Pointing records>
--*--

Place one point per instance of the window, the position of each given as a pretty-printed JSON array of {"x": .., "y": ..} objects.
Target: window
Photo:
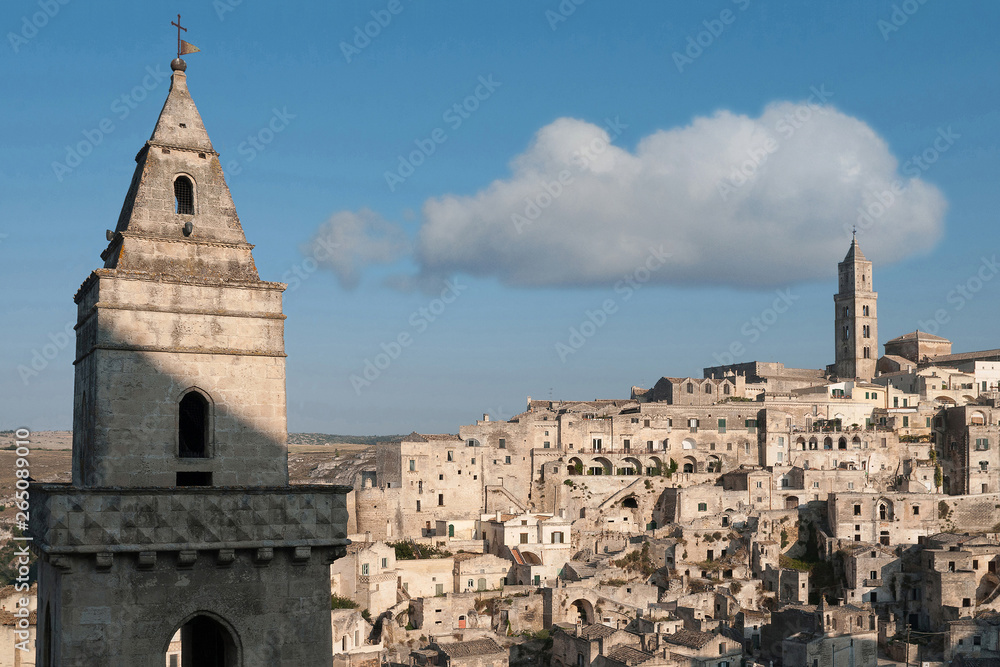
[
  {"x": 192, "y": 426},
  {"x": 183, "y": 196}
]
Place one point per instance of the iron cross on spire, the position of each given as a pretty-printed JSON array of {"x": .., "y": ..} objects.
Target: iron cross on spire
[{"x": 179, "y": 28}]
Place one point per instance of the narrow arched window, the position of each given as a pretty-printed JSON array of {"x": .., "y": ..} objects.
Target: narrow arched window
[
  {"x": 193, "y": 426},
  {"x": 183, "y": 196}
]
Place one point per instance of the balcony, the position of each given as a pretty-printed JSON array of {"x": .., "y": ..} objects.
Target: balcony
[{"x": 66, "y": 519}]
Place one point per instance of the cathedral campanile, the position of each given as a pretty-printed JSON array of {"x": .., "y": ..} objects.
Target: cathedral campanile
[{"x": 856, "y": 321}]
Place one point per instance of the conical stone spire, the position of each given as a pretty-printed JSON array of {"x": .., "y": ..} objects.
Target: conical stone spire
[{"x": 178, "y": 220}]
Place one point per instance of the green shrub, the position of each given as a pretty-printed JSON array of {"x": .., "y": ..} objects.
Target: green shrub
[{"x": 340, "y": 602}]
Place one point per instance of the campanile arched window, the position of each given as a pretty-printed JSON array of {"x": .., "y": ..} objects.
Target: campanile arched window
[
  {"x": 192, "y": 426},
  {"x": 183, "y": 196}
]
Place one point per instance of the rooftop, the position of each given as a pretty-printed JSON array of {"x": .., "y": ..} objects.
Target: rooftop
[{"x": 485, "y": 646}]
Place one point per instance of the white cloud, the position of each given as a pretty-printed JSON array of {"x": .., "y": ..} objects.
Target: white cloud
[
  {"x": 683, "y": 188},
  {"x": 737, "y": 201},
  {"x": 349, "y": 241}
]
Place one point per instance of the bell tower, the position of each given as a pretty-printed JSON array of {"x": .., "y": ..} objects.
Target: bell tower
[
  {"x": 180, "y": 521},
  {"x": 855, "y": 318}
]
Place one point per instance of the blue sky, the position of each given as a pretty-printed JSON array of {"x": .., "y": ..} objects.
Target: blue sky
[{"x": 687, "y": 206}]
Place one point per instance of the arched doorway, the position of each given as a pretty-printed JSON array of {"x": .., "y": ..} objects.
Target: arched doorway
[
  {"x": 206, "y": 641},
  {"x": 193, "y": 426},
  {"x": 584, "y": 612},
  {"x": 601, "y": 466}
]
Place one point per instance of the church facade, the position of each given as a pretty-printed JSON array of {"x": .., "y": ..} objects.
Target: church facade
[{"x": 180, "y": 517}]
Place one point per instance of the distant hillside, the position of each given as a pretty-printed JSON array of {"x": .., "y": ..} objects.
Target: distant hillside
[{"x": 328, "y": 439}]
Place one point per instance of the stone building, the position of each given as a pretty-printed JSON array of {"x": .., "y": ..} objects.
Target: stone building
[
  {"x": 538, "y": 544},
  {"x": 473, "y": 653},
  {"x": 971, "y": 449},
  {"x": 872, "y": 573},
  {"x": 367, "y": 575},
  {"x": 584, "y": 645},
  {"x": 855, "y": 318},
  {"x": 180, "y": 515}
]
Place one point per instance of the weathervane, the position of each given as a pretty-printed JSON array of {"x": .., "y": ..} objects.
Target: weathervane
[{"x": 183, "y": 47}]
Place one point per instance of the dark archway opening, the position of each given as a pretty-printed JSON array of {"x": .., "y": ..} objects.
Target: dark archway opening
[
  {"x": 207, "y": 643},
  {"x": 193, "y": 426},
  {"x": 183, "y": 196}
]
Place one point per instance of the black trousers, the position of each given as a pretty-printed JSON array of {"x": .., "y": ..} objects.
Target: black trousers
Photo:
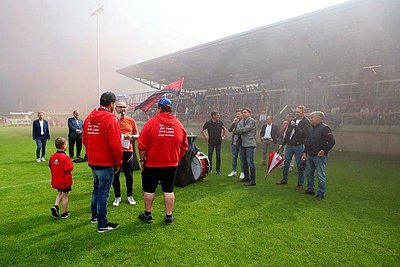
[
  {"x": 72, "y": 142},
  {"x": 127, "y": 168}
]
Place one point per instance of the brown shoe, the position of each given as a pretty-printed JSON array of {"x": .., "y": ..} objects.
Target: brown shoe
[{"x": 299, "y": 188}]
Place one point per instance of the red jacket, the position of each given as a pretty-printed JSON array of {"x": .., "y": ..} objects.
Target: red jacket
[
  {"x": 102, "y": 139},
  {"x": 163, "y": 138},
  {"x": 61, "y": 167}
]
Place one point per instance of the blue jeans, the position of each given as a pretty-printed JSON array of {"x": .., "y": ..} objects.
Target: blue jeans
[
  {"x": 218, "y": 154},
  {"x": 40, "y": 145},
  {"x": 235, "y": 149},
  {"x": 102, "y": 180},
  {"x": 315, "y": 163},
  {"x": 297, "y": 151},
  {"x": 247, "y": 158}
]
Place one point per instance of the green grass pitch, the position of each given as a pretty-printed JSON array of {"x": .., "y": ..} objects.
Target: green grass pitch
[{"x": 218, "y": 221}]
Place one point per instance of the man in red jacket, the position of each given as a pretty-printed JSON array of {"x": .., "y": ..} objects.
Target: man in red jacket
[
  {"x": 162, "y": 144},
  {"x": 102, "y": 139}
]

--*--

WRITTEN REQUEST>
Your task is to transcribe the line containing "Place one point per instance of the green grass" and every line after it, through the last line of the data, exactly as written and with nothing more.

PROBLEM SOLUTION>
Place one point per instance of the green grass pitch, the position of each given as a pretty-printed JSON array of {"x": .., "y": ..} objects.
Target: green grass pitch
[{"x": 218, "y": 221}]
Place one point per instance of the man in red jacket, the position of each given as a pretty-printed JSON array of {"x": .., "y": ..} objects.
Target: man in red jacket
[
  {"x": 162, "y": 144},
  {"x": 102, "y": 139}
]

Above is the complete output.